#### WHAT YOU NEED TO DO:
Edit the records starting at the line that contains "Evidence requested. The black" and ending at the last line of the records, changing "suv" to "SUV" and keeping everything else the same. Return only those lines.

**********

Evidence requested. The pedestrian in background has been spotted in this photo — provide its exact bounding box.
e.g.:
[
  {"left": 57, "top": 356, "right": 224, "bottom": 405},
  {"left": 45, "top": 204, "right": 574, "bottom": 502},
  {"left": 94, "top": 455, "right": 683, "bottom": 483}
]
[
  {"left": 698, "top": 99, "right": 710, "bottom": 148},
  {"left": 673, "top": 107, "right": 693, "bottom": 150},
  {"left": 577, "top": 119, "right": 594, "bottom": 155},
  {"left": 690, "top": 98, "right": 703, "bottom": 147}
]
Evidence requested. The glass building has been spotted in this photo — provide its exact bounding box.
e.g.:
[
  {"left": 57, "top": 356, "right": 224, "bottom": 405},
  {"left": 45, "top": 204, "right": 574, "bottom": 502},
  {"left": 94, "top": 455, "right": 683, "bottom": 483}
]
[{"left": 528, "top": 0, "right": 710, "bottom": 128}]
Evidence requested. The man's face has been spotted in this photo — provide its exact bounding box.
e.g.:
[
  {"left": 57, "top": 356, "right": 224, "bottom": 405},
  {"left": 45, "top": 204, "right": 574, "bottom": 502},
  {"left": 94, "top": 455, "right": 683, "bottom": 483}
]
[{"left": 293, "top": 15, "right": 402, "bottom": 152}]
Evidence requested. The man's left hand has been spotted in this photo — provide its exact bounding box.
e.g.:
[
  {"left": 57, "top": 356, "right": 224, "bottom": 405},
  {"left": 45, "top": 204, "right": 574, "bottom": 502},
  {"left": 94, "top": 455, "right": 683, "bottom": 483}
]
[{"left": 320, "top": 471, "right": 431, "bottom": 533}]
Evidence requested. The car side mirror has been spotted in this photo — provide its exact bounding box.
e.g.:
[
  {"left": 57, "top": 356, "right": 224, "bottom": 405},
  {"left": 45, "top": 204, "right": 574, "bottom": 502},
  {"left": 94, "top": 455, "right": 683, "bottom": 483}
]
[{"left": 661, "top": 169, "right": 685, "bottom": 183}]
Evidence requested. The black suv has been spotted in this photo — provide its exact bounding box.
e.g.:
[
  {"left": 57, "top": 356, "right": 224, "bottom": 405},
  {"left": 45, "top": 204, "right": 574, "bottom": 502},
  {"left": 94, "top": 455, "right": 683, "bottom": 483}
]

**********

#### TASK ANSWER:
Evidence requested. The black SUV has been spotted in this photo — provide its exact bounding box.
e.g.:
[
  {"left": 57, "top": 356, "right": 224, "bottom": 405},
  {"left": 45, "top": 204, "right": 574, "bottom": 502},
  {"left": 94, "top": 455, "right": 683, "bottom": 483}
]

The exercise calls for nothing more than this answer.